Directive
Return each line of the data below that contains the word "shirt". Case counts.

= = =

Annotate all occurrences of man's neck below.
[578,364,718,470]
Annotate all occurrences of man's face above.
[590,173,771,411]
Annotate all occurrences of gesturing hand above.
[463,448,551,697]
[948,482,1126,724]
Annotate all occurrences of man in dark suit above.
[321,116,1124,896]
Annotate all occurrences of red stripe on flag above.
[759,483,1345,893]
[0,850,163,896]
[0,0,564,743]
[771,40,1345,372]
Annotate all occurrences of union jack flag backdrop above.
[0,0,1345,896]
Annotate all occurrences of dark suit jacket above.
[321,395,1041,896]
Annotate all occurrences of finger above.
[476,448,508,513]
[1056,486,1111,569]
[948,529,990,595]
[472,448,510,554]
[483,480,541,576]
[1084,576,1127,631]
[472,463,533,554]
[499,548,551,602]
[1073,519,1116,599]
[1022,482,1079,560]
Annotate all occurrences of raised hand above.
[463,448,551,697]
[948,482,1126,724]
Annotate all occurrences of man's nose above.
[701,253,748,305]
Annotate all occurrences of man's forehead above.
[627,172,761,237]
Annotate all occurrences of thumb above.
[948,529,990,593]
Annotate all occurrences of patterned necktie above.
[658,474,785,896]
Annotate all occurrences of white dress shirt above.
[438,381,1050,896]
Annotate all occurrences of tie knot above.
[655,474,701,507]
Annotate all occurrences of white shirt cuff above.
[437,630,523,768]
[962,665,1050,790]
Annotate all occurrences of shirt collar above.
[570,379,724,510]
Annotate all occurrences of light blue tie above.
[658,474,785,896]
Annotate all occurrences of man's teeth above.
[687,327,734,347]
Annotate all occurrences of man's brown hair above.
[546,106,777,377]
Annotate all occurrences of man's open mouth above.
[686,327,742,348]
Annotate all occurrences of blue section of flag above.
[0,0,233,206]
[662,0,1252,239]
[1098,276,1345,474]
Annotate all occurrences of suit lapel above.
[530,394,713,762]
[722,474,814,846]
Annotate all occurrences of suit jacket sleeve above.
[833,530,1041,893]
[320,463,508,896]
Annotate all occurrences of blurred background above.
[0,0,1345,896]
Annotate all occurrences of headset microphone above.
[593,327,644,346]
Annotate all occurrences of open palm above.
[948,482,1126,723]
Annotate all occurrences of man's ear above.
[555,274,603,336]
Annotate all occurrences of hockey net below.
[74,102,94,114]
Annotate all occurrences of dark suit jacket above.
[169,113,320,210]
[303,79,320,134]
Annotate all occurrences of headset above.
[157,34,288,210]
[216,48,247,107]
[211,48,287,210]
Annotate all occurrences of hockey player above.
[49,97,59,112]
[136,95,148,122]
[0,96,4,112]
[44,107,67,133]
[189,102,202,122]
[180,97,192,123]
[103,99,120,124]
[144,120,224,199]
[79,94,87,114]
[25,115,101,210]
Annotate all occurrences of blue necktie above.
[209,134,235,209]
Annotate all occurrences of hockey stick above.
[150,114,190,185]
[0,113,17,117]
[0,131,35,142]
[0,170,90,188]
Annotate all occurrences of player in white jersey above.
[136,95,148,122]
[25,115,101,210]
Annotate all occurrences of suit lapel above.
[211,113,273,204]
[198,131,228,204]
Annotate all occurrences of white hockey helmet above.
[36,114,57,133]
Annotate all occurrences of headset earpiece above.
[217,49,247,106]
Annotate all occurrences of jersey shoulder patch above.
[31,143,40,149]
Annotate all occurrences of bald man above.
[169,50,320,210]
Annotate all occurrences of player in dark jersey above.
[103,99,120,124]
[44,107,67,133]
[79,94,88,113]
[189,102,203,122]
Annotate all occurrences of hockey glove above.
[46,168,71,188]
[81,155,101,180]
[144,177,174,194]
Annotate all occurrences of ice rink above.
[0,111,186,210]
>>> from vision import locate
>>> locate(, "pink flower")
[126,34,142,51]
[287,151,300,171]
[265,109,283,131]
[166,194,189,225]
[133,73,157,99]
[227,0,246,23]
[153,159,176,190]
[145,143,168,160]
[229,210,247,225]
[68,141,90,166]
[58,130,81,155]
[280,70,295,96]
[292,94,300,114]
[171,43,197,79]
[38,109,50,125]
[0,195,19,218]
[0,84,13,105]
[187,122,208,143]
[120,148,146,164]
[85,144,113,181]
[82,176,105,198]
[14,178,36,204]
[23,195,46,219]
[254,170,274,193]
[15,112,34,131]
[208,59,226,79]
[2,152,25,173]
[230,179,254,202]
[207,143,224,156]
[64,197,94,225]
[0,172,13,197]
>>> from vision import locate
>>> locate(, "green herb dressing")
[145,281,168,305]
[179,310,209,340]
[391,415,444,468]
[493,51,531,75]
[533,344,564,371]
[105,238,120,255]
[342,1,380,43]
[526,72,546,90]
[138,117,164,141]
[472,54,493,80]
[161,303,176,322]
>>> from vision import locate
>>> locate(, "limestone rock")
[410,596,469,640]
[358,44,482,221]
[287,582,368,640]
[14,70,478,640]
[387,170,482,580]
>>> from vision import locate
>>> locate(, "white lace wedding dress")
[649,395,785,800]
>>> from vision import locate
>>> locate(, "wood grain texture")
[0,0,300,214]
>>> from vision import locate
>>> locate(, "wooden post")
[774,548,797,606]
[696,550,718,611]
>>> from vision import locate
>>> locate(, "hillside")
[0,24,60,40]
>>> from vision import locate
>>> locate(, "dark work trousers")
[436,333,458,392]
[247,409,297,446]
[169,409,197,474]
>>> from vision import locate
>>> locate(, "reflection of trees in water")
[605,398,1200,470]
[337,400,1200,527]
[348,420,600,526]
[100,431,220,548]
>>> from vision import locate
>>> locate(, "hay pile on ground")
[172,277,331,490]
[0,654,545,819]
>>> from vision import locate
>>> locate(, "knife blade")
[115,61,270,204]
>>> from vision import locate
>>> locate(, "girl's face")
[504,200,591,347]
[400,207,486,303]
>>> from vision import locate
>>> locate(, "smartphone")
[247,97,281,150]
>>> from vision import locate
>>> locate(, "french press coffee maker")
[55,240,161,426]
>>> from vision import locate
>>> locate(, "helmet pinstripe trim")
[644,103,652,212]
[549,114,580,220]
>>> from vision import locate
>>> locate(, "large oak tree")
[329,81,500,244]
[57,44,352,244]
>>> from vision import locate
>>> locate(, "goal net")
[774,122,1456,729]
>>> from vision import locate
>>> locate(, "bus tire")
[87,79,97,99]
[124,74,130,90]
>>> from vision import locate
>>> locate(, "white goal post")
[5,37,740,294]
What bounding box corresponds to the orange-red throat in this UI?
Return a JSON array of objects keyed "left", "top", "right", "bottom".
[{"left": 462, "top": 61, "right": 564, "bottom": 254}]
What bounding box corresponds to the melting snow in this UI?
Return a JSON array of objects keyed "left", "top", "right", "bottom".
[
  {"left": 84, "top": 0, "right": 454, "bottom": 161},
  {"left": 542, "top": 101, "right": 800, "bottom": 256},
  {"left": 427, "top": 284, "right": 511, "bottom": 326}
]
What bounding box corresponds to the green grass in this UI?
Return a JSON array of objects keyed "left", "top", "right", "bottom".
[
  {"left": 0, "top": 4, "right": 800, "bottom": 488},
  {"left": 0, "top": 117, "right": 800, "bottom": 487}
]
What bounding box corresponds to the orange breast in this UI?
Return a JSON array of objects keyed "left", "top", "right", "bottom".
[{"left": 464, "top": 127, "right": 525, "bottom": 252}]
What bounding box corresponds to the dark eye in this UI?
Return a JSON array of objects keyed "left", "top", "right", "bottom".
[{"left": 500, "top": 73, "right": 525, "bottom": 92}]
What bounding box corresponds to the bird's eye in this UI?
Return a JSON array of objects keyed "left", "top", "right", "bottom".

= = =

Answer
Annotate all occurrences of white dress shirt above.
Annotate all occurrences of white shirt cuff above.
Annotate all occurrences of shirt collar above.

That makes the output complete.